• **Text excerpt**:
Cristóbal Cavazos of Casa DuPage Workers Center traverses Chicago’s western suburbs Sept. 10, responding to People’s Patrol alerts about immigration enforcement.
Ashlee Rezin/Sun-Times
Cristóbal Cavazos of Casa DuPage Workers Center traverses Chicago’s western suburbs Sept. 10, responding to People’s Patrol alerts about immigration enforcement.

It’s midmorning in Wheaton, 25 miles west of downtown Chicago.

Cristóbal Cavazos gets a call from a People’s Patrol volunteer at an industrial park near O’Hare International Airport where thousands of undocumented immigrants work in warehouses and manufacturing and food-processing plants.

The volunteer tells Cavazos she’s watching agents who might be from U.S. Immigration and Customs Enforcement, the agency known as ICE.

Cavazos, 46, rushes to his car. He opens the hatch and packs in five-gallon buckets, drumsticks to pound on them, and bullhorns. He invites me to ride along.

Bensenville, the village that includes the industrial park, has been “a hotbed of ICE activity since Trump came in,” he says.

Cavazos leads the People’s Patrol, one of many volunteer rapid-response networks countering a Trump administration deportation blitz in the Chicago area. The idea is to locate immigration enforcement activity, record it, document abuses and, right on the spot, voice community opposition.

Cavazos’ network focuses on Chicago’s western suburbs. It’s housed at the Casa DuPage Workers Center, a small nonprofit devoted to immigrant rights.

“We saw ICE go into a factory about a month and a half ago, looking for someone,” Cavazos tells me on the way to Bensenville. “They freaked out the whole factory and they took some people from there. It’s just really sad, the way the United States crucifies [its immigrant] workers, particularly in this case. They’re essential workers that are in these factories giving us food.”

Cavazos meets with fellow patroller Jim Yanke in the Elgin City Hall parking lot during a Sept. 10 break from responding to immigration enforcement sightings.
Ashlee Rezin/Sun-Times
Cavazos meets with fellow patroller Jim Yanke in the Elgin City Hall parking lot during a Sept. 10 break from responding to immigration enforcement sightings.

Racing toward the industrial park on an expressway, Cavazos says the People’s Patrol includes 180 people, all volunteers. The center holds trainings for the work every other Friday.

• **Required task**:
Reproduce word for word the part of the People's Patrol article starting with "Cavazos, 46, rushes" and going on through "voice community opposition.".

• **Dataset content**:
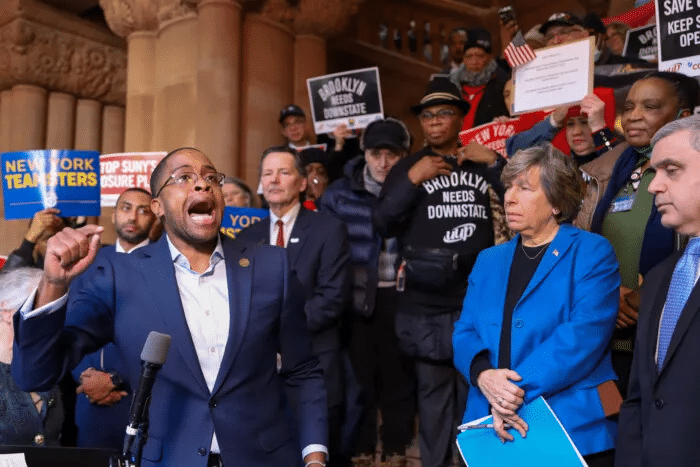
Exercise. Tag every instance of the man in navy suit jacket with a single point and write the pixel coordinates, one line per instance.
(219, 399)
(658, 420)
(319, 256)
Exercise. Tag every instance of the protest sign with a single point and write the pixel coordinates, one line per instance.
(641, 43)
(559, 75)
(353, 98)
(40, 179)
(125, 170)
(678, 23)
(236, 219)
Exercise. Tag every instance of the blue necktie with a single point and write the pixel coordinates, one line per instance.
(682, 284)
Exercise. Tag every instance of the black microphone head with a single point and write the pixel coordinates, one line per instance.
(156, 348)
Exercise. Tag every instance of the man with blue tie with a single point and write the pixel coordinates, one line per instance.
(219, 399)
(658, 421)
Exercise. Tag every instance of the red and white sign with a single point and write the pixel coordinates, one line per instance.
(125, 170)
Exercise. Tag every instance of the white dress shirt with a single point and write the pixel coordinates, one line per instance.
(120, 249)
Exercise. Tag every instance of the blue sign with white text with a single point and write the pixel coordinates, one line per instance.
(237, 219)
(63, 179)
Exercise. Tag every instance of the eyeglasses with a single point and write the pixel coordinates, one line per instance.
(190, 178)
(443, 114)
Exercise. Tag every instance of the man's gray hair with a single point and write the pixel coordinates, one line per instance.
(16, 284)
(560, 178)
(691, 124)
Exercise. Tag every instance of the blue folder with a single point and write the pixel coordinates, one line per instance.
(547, 442)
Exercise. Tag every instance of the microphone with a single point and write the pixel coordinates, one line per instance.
(153, 355)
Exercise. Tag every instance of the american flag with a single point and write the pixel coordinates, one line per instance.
(518, 52)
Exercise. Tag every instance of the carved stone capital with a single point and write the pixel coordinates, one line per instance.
(59, 60)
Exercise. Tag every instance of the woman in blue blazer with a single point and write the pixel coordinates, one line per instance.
(540, 310)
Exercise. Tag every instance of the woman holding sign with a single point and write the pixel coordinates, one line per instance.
(540, 310)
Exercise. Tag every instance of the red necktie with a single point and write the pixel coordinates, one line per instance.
(280, 233)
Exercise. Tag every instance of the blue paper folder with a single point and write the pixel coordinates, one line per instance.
(547, 442)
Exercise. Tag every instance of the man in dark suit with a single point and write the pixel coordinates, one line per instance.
(219, 399)
(658, 421)
(319, 256)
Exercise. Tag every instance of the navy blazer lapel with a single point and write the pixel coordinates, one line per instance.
(555, 252)
(298, 236)
(690, 309)
(239, 275)
(159, 274)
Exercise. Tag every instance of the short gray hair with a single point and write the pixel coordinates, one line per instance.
(16, 284)
(691, 124)
(560, 178)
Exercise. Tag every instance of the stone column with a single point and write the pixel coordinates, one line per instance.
(28, 117)
(137, 21)
(313, 23)
(309, 61)
(11, 232)
(112, 129)
(88, 124)
(5, 120)
(218, 82)
(176, 82)
(268, 72)
(60, 126)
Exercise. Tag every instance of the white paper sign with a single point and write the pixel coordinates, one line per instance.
(560, 75)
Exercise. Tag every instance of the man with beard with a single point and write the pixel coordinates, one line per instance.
(229, 307)
(102, 414)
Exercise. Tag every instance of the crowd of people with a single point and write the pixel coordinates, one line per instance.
(386, 286)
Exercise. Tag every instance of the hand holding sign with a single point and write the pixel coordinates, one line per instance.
(68, 253)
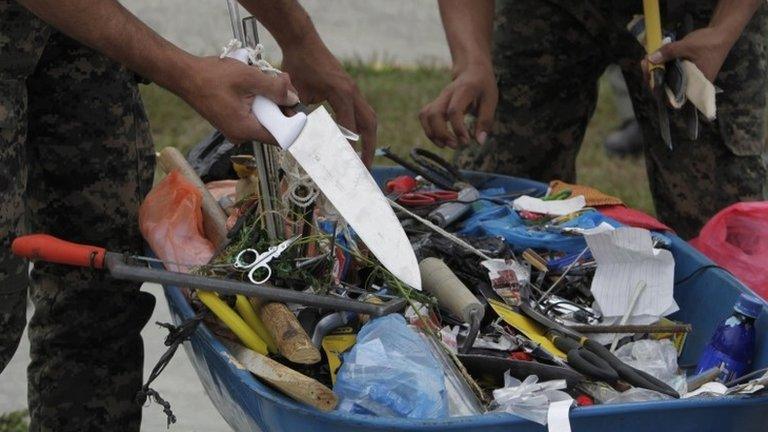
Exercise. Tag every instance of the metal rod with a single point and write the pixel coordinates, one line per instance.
(608, 329)
(234, 20)
(120, 270)
(562, 276)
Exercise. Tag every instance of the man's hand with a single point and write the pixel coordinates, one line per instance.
(222, 91)
(472, 91)
(468, 28)
(708, 47)
(319, 77)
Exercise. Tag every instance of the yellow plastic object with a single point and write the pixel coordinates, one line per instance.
(526, 326)
(652, 32)
(246, 311)
(652, 25)
(334, 345)
(232, 320)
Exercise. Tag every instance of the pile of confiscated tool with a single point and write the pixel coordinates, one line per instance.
(525, 304)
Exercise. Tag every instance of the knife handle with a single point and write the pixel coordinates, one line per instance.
(285, 129)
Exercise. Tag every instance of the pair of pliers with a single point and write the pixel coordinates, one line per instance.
(431, 167)
(580, 344)
(653, 41)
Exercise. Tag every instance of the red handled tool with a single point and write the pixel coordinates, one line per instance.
(43, 247)
(402, 184)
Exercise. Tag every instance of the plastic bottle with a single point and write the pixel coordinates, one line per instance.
(733, 344)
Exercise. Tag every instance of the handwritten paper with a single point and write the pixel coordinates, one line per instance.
(552, 208)
(625, 257)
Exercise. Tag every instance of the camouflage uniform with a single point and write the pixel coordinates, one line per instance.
(549, 55)
(76, 157)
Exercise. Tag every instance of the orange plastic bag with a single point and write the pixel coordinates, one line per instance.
(171, 221)
(737, 238)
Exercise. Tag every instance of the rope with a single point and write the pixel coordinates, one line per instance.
(176, 336)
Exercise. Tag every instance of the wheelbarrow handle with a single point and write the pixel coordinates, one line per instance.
(44, 247)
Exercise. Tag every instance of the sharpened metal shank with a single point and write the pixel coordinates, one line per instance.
(120, 270)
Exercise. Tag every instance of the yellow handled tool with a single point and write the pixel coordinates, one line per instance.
(653, 38)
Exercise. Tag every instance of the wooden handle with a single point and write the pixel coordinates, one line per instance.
(214, 218)
(293, 384)
(43, 247)
(292, 341)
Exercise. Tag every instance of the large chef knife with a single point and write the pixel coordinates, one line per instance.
(318, 145)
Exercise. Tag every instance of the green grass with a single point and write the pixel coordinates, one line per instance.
(14, 422)
(397, 95)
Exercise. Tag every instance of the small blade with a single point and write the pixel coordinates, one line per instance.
(336, 169)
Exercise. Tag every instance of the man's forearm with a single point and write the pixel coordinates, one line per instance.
(469, 30)
(106, 26)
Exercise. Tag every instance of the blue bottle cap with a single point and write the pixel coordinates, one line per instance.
(748, 306)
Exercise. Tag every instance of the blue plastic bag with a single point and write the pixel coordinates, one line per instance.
(390, 372)
(495, 220)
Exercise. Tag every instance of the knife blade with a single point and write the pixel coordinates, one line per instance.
(318, 145)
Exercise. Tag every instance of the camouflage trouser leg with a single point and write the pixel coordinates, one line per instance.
(90, 161)
(728, 162)
(21, 41)
(549, 56)
(13, 278)
(547, 65)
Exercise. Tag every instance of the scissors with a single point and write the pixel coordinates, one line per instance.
(260, 260)
(427, 198)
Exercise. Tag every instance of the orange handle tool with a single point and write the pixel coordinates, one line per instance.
(43, 247)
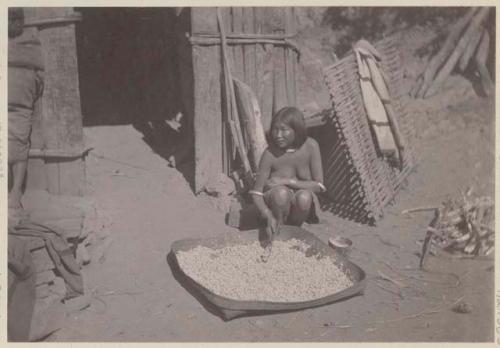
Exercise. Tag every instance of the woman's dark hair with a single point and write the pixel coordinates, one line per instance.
(16, 21)
(293, 118)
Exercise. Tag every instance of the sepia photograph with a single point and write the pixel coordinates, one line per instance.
(250, 174)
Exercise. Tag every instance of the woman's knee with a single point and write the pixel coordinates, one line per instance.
(303, 199)
(281, 196)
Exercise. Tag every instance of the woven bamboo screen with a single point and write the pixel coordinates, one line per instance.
(360, 183)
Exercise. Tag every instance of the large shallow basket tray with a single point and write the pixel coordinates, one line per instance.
(230, 309)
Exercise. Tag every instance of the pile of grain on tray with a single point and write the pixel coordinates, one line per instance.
(289, 275)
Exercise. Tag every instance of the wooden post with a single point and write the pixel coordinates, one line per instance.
(60, 123)
(207, 100)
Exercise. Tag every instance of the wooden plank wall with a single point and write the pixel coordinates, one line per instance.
(58, 122)
(267, 68)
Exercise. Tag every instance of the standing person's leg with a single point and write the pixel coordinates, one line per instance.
(19, 129)
(18, 175)
(279, 200)
(301, 207)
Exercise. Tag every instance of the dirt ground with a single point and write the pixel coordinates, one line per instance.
(148, 205)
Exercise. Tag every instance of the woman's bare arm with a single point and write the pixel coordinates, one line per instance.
(316, 166)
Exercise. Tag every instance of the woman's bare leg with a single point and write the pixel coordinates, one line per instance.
(280, 202)
(300, 207)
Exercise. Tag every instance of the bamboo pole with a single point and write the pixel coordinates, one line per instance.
(234, 123)
(457, 52)
(480, 59)
(437, 61)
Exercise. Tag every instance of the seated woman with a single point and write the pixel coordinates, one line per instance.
(290, 173)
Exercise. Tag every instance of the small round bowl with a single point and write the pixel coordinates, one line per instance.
(341, 244)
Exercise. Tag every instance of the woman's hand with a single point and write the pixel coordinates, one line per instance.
(272, 224)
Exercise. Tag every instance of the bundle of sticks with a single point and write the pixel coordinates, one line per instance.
(467, 43)
(462, 226)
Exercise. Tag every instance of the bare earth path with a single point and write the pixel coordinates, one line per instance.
(136, 298)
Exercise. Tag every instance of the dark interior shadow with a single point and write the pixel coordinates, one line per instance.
(129, 75)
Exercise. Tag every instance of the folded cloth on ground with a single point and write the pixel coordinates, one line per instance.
(59, 251)
(21, 289)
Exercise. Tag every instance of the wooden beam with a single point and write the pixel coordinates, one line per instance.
(207, 101)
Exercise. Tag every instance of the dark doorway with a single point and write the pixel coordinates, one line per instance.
(129, 74)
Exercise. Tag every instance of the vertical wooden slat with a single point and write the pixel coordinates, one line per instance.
(61, 122)
(238, 66)
(207, 100)
(259, 57)
(249, 50)
(228, 147)
(289, 58)
(267, 88)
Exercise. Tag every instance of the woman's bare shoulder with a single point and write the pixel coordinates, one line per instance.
(311, 143)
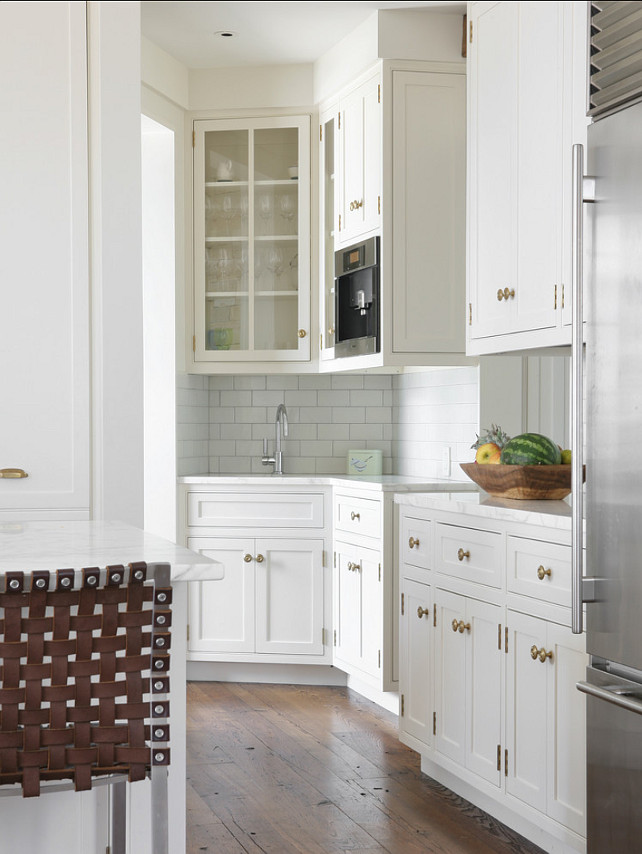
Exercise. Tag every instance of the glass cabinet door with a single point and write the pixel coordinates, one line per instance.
(251, 239)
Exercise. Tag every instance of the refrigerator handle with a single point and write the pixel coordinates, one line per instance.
(577, 395)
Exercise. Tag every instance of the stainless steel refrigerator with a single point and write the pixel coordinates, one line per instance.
(612, 588)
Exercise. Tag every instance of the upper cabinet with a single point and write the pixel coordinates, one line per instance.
(526, 108)
(392, 164)
(251, 241)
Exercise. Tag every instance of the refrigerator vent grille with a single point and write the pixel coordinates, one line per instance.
(615, 56)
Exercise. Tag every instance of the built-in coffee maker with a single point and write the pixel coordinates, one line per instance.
(356, 295)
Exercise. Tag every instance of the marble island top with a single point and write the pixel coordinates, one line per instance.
(25, 546)
(550, 514)
(379, 483)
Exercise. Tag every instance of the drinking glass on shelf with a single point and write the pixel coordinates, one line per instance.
(265, 210)
(286, 209)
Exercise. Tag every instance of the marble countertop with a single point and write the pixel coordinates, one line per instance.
(550, 514)
(379, 483)
(27, 546)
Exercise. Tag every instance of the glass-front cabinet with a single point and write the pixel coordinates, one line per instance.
(252, 239)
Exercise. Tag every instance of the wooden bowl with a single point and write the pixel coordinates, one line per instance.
(549, 482)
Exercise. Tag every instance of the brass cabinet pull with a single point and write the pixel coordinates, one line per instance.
(540, 653)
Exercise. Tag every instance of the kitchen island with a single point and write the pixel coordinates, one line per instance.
(67, 822)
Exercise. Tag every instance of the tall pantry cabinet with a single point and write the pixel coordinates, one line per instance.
(44, 268)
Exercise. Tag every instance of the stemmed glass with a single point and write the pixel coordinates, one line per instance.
(265, 210)
(286, 209)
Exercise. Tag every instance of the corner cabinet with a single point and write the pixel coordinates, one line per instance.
(392, 163)
(251, 235)
(488, 665)
(526, 108)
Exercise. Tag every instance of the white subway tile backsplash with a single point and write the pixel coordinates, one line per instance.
(222, 421)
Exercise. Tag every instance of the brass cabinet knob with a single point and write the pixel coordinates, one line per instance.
(540, 653)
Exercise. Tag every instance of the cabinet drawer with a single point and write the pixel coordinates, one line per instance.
(358, 515)
(415, 542)
(254, 509)
(469, 553)
(539, 569)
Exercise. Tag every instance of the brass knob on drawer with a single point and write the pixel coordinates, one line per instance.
(540, 653)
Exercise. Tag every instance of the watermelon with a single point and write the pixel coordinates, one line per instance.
(531, 449)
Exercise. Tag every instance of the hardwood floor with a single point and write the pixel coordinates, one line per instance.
(317, 770)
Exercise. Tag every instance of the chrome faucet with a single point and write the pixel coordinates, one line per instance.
(281, 428)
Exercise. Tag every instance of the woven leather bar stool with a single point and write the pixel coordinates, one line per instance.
(84, 685)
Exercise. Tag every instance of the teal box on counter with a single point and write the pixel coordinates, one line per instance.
(364, 462)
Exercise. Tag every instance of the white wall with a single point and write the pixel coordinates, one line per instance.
(116, 260)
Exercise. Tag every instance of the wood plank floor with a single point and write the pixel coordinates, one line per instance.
(287, 769)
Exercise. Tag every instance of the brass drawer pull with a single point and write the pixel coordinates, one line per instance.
(540, 653)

• **Output below**:
Cavazos, 46, rushes to his car. He opens the hatch and packs in five-gallon buckets, drumsticks to pound on them, and bullhorns. He invites me to ride along.

Bensenville, the village that includes the industrial park, has been “a hotbed of ICE activity since Trump came in,” he says.

Cavazos leads the People’s Patrol, one of many volunteer rapid-response networks countering a Trump administration deportation blitz in the Chicago area. The idea is to locate immigration enforcement activity, record it, document abuses and, right on the spot, voice community opposition.